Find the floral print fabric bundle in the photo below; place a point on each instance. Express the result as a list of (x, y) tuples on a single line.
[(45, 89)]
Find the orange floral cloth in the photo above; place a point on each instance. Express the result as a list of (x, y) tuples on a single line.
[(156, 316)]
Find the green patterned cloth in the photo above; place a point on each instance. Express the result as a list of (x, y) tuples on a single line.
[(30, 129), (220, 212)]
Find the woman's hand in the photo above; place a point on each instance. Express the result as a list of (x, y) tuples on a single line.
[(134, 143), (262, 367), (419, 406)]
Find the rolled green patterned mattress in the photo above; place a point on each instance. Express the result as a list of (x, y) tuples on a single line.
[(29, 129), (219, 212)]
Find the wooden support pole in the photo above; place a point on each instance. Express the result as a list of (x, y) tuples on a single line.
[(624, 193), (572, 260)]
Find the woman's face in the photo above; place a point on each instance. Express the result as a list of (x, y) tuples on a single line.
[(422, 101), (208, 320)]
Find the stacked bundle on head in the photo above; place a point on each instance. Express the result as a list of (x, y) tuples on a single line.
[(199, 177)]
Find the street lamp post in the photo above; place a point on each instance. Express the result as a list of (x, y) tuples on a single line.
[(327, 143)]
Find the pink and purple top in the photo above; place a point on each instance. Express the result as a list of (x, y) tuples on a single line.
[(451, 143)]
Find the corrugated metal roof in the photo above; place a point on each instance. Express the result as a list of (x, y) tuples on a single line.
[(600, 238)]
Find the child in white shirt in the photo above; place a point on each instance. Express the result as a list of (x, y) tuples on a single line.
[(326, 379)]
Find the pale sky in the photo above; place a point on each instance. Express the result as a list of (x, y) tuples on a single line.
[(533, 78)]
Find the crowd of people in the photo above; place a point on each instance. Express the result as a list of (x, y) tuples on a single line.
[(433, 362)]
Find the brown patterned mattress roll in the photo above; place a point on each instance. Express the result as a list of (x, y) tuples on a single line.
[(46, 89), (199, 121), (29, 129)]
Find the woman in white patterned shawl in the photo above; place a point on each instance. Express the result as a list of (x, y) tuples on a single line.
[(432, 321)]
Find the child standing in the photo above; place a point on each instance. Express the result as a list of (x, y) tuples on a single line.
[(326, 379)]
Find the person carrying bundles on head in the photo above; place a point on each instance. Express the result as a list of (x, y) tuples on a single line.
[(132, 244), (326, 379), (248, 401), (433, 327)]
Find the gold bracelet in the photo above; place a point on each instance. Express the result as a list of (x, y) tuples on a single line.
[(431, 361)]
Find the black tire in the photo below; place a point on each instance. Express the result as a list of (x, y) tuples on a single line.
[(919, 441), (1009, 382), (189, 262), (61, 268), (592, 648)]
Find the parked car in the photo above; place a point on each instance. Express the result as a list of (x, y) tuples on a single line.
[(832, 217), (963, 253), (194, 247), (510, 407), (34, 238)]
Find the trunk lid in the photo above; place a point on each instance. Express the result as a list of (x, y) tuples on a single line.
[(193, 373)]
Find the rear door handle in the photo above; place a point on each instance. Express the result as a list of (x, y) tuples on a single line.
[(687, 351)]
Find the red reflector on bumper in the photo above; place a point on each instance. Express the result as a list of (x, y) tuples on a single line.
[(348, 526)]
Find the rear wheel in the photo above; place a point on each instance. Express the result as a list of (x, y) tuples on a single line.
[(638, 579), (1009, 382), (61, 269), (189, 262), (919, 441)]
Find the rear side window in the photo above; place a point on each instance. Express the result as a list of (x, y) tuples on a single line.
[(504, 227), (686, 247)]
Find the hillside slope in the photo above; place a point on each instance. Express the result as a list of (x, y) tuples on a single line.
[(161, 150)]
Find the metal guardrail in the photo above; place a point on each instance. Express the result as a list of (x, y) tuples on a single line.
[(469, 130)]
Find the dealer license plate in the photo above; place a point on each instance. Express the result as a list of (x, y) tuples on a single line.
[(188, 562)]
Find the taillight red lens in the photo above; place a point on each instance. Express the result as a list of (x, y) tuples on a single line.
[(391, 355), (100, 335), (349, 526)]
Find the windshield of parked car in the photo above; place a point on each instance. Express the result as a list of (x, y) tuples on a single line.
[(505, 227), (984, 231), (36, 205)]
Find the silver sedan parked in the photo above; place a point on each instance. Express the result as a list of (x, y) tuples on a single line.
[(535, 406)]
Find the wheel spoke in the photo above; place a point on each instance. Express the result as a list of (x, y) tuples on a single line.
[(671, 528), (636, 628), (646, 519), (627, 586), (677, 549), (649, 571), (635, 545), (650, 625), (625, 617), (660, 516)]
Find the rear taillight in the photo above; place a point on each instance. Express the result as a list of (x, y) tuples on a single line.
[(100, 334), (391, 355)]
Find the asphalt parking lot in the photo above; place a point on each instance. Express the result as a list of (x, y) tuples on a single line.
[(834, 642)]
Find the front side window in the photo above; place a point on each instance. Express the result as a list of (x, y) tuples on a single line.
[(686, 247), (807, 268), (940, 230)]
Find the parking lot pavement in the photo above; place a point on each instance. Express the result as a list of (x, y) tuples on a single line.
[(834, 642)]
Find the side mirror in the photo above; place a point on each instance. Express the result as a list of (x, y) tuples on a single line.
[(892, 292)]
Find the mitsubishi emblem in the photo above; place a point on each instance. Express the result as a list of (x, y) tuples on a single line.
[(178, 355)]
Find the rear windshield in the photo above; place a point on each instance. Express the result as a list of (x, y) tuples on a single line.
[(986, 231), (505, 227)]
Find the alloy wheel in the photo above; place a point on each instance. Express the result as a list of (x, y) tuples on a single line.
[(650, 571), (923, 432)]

> Your instructions
Extract all of the data above without altering anything.

> Result of this exercise
Find the floral print fabric bundle in the photo below; place a point on each instance. Express the result as a list of (x, y) tuples on a single line.
[(45, 89)]
Find the orange floral cloth in the photo above; place a point on each instance. Express the result as a list of (x, y) tuples on a single line.
[(156, 316)]
Find the green patterned cloth in the photo above; place a point on each instance. Express the result as a list of (x, y) tuples on a single line.
[(30, 129), (220, 212)]
Find the woman's hand in the photo above; place a point on each instance. Express the result as a list of (x, y) tuples on a single line.
[(134, 143), (262, 367), (419, 406)]
Find the rolled green patterned mattress in the photo above; place a point on each instance. Express the result as a list of (x, y) tuples on a single line.
[(29, 129), (219, 212)]
Find the wooden support pole in the photo above; place a point on each instance. Express the result as a list of (x, y) tuples on a single line.
[(624, 193), (572, 260)]
Find the woman's face in the photo above; place a point on each instance. Express the result as a list of (x, y) tuples on a single line.
[(422, 101), (208, 320)]
Find the stacked bundle on head in the photo above; place a point on each instance. Express the result as a list of (x, y) tuples on a single line.
[(199, 177)]
Find the street lamp post in the photo above; place a point on each instance. Express the result as a list of (x, y) tuples on a single line.
[(327, 143)]
Find the pink and purple top in the photo above; place a point on each instance. Express the result as a list of (x, y) tuples on a single line.
[(451, 143)]
Find the corrugated metal roof in the photo above; place a point on each instance. Express the result as a list of (x, y) tuples on a single line.
[(600, 238)]
Find the child in white shirt in the photo above; place a point on each instance. Express the result as a list of (x, y) tuples on a single line.
[(326, 379)]
Find the pale sky in the photo above; place a point on each instance. Express the result as a list of (x, y) tuples on a single line.
[(533, 78)]
Find the crowd of people in the photo above; place a point on each instance. Express the result as a list of (x, y) tuples on a single line.
[(433, 362)]
Find the brown patterned mattress roll in the photo above; place a point on each instance. Express the result as a list of (x, y) tuples on a single line.
[(46, 89), (199, 121), (29, 129)]
Find the woman in white patterned shawl in the photo above; place a point on each instance. Express the result as a list of (x, y) tuples on a single line.
[(432, 321)]
Find the child standing in the photo above; place a point on each instance. Express the result as a list of (x, y) tuples on a single line.
[(326, 379)]
Find the person carrying bundles on head in the photo above; place a point on each instance. Express the result as a list of (x, y) tuples on a single line.
[(132, 244), (326, 379), (248, 401), (433, 327)]
Find the gold bracelet in the photo above; place a point on each instance. Express the result as a list of (x, y) tuples on a single line.
[(431, 361)]
Find the black tire in the photo below; place a point on each instance. Express the result as a list of (x, y) tuples on a single line.
[(919, 441), (1009, 382), (189, 262), (61, 268), (592, 648)]
Find the parked car in the photo above; place a point on each instance. Express the result as a list of (x, y) tuples on a single line.
[(832, 217), (963, 253), (194, 247), (510, 407), (34, 238)]
Find the trunk lid in the photo above; place a point on each instance. Express the result as a list of (x, y) tuples on a single line.
[(193, 373)]
Find the rear door handle in the photo above; place a point on each instance. Express the result as a list of (x, y) tuples on a single line.
[(687, 351)]
Find the red reflector on bumper in the photo above; place a point on each instance. Express the result as a list of (x, y) tuples on a single line.
[(348, 526)]
Find the rear wheel in the photo above; place a point on each instance. Express the result as a list of (x, y) tuples on a single line.
[(638, 579), (1009, 382), (61, 269), (189, 262), (919, 441)]
Find the rear side window in the photo above; place a point on each instance. Express the result as a list of (x, y) tuples on a single line.
[(504, 227), (686, 247)]
Find the hillside slope in the photo above; place a point on each instance. Express the result as a list of (x, y) tuples on a single line.
[(161, 150)]
Find the metal guardrail in the photo above; place a point on each instance. Express the result as a list of (x, y) tuples on a single line.
[(469, 130)]
Find the dealer license plate in the photo above; place a point on each instance. Express the result as a list of (x, y) tuples on a single line.
[(188, 562)]
Find the taillight red lens in the photo above; place a point on each instance. Express the result as a list of (x, y) tuples on a single line.
[(391, 355), (100, 335), (349, 526)]
Find the windshield of parked car in the photo above; place a point on each instance. Express the result as a list of (x, y) tuples on a single line.
[(505, 227), (984, 231), (36, 205)]
Find the silver sedan parked in the photo above; place a point on each instance. Express the result as a list of (x, y) tuples on a single line.
[(535, 406)]
Find the wheel spoke in the photo above; place a point on each instance. Express the result as a list of (x, y) tuples on a single line.
[(671, 528), (636, 628), (646, 519), (627, 586), (677, 549), (649, 571), (635, 545), (650, 625), (625, 617), (660, 516)]
Find the rear taillight in the photo above; place a point on each instance. Express the result as a list of (x, y) tuples on a single line.
[(100, 334), (391, 355)]
Find the asphalt parking lot in the photo above; place a point on each instance. Express the result as a list of (x, y) tuples on a single line.
[(834, 642)]
Find the front side window in the photo above; place a point on each instance. Express the result as a list of (x, y) tuples on a single line.
[(686, 247), (807, 268), (940, 230)]
Find the parking lot pavement in the photo above; place a point on each instance. Express the result as a list of (x, y) tuples on a single line.
[(834, 642)]
Find the side mirror in the photo above; place a point on each instance. Express the result as a list of (x, y) tuples on a single line.
[(892, 292)]
Find the mitsubishi emblem in the photo above; place a point on each instance. Express the result as a list of (x, y) tuples on a single line.
[(178, 355)]
Find the rear windshield in the photo above; place a point on each instance. Express the result as a list of (x, y) tuples on a single line.
[(986, 231), (505, 227)]
Find the alloy wheel in the photo above; place a point on each instance. Express the result as a list of (x, y) tuples on a single line.
[(650, 571), (923, 432)]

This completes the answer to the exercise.